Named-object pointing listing
^^^^

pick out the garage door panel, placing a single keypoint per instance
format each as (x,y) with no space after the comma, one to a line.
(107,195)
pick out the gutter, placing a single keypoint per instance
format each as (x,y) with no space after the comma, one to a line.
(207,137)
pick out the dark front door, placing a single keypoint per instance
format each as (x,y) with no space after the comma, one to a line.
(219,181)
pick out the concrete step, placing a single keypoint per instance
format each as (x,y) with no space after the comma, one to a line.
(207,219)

^^^^

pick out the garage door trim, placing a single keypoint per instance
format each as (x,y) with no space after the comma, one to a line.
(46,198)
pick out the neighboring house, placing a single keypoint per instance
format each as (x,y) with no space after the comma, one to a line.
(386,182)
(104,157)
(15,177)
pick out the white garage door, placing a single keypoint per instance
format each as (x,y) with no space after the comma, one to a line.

^^^^

Task to complete: Identify every line in the listing above that contains the word "pick", and copy each such line in full.

Exercise answer:
pick out the garage door panel, placing a single keypoint per instance
pick out the gutter, placing a single keypoint per instance
pick out the dark front door, placing a single keypoint per instance
pick out the concrete step, placing a single keypoint per instance
pick out the garage door trim, placing a single keypoint per instance
pick out the neighboring house, placing a single keypoint per instance
pick out the white garage door, placing a single keypoint per instance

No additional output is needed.